TEXTE SOURCE —
24 août retour hier à Oiapoque.
Logement de l’IBAMA. Je lave du linge, devenu bleu car j’ai lavé mon hamac en même temps.
Remontrances à Josinei, Indien karipuna qui a un contrat temporaire avec l’IBAMA, qui laisse le logement dans un état déplorable : farine de manioc partout, cotons-tiges par terre, assiettes non lavées, chasse d’eau non tirée… Il a énormément grossi et tousse de manière inquiétante.
La ville, boueuse pendant les pluies, est maintenant poussiéreuse. Seule la rue principale est goudronnée. De ci, de là, des canalisations fuient en toute tranquillité. Environ vingt mille habitants vivent ici, de petit commerce, de "bicos" (petits jobs), de prostitution. La plupart viennent du Para (ville de Santarém) et du Maranhão. La dynamique économique vient des échanges avec St Georges, en Guyane française. Le déséquilibre économique (coût de la vie et de la main d'oeuvre supérieur à St Georges, protection sociale et santé inférieures à Oiapoque) est compensé par un équilibre social (presque tous les habitants, et surtout les Indiens, ont des liens de compérage ou de sang des deux côtés du fleuve).

DONNÉES ENREGISTRÉES —
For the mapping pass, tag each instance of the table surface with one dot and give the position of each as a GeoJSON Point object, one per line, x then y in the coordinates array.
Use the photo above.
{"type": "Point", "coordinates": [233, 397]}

EXERCICES À FAIRE —
• A. Pouvez-vous réécrire sous forme de liste plus brève le paragraphe du texte source qui commence par « La ville, boueuse pendant les pluies », en conservant ses faits principaux ?
• B. Quels détails de l'état déplorable du logement le texte source énumère-t-il dans les remontrances faites à Josinei ?
• C. Répondez à ces questions sur le texte source :
(i) Quelle couleur le linge a-t-il prise ?
(ii) Avec quel organisme Josinei a-t-il un contrat temporaire ?
(iii) D'où vient la dynamique économique de la ville ?

LES RÉPONSES —
• A.
- Ville boueuse pendant les pluies, poussiéreuse maintenant ; seule la rue principale est goudronnée ; des canalisations fuient.
- Environ vingt mille habitants, qui vivent de petit commerce, de « bicos » (petits jobs) et de prostitution.
- La plupart viennent du Para (Santarém) et du Maranhão.
- La dynamique économique vient des échanges avec St Georges, en Guyane française.
- Le déséquilibre économique (coût de la vie et de la main-d'œuvre supérieur à St Georges, protection sociale et santé inférieures à Oiapoque) est compensé par un équilibre social : presque tous les habitants, surtout les Indiens, ont des liens de compérage ou de sang des deux côtés du fleuve.

• B.
- Farine de manioc partout
- Cotons-tiges par terre
- Assiettes non lavées
- Chasse d'eau non tirée

• C.
(i) Il est devenu bleu.
(ii) Avec l'IBAMA.
(iii) Des échanges avec St Georges, en Guyane française.